▶ [EXTRACTED ENTRIES]:
#####

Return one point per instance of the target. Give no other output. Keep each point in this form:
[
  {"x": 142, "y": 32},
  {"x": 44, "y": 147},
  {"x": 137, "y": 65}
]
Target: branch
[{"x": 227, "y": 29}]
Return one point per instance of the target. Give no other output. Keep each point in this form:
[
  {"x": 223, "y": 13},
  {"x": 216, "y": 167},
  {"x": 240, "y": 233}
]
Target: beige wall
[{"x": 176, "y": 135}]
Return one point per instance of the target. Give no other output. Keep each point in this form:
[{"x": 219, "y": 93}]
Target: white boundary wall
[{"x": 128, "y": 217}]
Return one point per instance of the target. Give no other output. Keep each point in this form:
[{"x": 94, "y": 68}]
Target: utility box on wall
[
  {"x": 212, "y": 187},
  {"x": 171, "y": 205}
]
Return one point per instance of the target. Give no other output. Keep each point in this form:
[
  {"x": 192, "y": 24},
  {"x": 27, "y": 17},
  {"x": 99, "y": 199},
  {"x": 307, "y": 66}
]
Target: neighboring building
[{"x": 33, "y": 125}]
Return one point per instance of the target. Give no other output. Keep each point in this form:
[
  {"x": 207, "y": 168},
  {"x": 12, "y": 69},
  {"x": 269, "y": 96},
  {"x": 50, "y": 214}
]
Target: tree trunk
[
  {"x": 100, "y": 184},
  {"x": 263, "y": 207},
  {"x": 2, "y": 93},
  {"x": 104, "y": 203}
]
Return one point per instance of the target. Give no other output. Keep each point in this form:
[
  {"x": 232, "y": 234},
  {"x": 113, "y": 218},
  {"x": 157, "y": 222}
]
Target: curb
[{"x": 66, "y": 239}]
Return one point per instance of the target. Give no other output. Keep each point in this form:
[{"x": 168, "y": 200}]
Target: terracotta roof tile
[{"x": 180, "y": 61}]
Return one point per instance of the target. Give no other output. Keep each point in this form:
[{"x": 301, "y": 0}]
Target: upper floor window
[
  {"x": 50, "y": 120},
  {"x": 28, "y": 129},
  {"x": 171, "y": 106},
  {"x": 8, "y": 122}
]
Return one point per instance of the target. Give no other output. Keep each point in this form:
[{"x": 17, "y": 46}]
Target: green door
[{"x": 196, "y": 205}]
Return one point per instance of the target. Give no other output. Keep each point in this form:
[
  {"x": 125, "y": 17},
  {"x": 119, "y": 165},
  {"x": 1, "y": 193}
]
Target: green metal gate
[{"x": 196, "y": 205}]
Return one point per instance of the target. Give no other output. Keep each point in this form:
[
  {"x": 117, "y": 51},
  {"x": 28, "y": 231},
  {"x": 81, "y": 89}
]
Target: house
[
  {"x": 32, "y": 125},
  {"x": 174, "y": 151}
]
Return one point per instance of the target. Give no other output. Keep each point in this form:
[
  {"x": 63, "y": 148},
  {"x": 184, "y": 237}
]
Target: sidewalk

#####

▶ [THE PROBLEM]:
Take the records above and return them exactly as written.

▶ [ANSWER FOR THIS EXERCISE]:
Return one point per instance of the target. Give no other output. Keep each point in this form:
[
  {"x": 142, "y": 32},
  {"x": 44, "y": 147},
  {"x": 137, "y": 65}
]
Target: branch
[{"x": 227, "y": 29}]
Return one point per instance of the target. Give no other output. Keep each point in this form:
[
  {"x": 223, "y": 13},
  {"x": 216, "y": 167},
  {"x": 240, "y": 233}
]
Target: beige wall
[{"x": 176, "y": 135}]
Return one point per instance of the target. Give no other output. Keep each point in this form:
[{"x": 219, "y": 93}]
Target: white boundary wall
[{"x": 128, "y": 217}]
Return one point per instance of the target. Give no other output. Keep each point in this form:
[{"x": 94, "y": 68}]
Target: utility box on wall
[
  {"x": 212, "y": 187},
  {"x": 171, "y": 205}
]
Return one point per instance of the target. Give no other output. Keep each point in this form:
[
  {"x": 192, "y": 24},
  {"x": 27, "y": 17},
  {"x": 99, "y": 199},
  {"x": 307, "y": 66}
]
Target: neighboring building
[{"x": 33, "y": 125}]
Return one point per instance of the target. Give no other output. Keep each point in this form:
[
  {"x": 207, "y": 168},
  {"x": 12, "y": 69},
  {"x": 269, "y": 96},
  {"x": 50, "y": 214}
]
Target: tree trunk
[
  {"x": 100, "y": 184},
  {"x": 263, "y": 207},
  {"x": 2, "y": 93},
  {"x": 104, "y": 203}
]
Return one point per instance of the target. Give no other output. Keep each point in this form:
[
  {"x": 232, "y": 234},
  {"x": 113, "y": 218},
  {"x": 157, "y": 222}
]
Target: curb
[{"x": 66, "y": 239}]
Return one point per instance of the target. Give no other output. Keep each point in this form:
[{"x": 168, "y": 200}]
Target: terracotta roof tile
[{"x": 180, "y": 61}]
Return one point per instance of the target. Give no other output. Keep each point in this form:
[{"x": 301, "y": 0}]
Target: upper floor window
[
  {"x": 50, "y": 120},
  {"x": 28, "y": 129},
  {"x": 171, "y": 106},
  {"x": 8, "y": 122}
]
Return one point per instance of the target. Give no other output. Keep each point in this form:
[{"x": 17, "y": 46}]
Target: green door
[{"x": 196, "y": 205}]
Return one point per instance of the target. Give no other output. Keep each point in this form:
[
  {"x": 125, "y": 17},
  {"x": 119, "y": 165},
  {"x": 1, "y": 193}
]
Target: green metal gate
[{"x": 196, "y": 205}]
Return one point per instance of the target. Give no other output. Keep each point in this form:
[
  {"x": 117, "y": 51},
  {"x": 28, "y": 231},
  {"x": 81, "y": 89}
]
Target: house
[
  {"x": 32, "y": 125},
  {"x": 174, "y": 151}
]
Return one point per instance of the target. Give no other output. Keep each point in this form:
[
  {"x": 63, "y": 148},
  {"x": 184, "y": 237}
]
Target: sidewalk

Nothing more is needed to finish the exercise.